*WHAT TO PRODUCE*: Reproduce each of the entries below verbatim, character for character.

*EXCERPTED RECORDS*:
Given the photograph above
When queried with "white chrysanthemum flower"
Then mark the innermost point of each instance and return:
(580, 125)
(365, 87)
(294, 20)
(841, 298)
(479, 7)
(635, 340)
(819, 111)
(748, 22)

*RESULT OF THIS EXERCISE*:
Given the photograph above
When queried with "white chrysanthemum flower"
Then mark the innermost point of each instance and return:
(580, 125)
(365, 87)
(294, 20)
(841, 298)
(479, 7)
(635, 340)
(819, 111)
(748, 22)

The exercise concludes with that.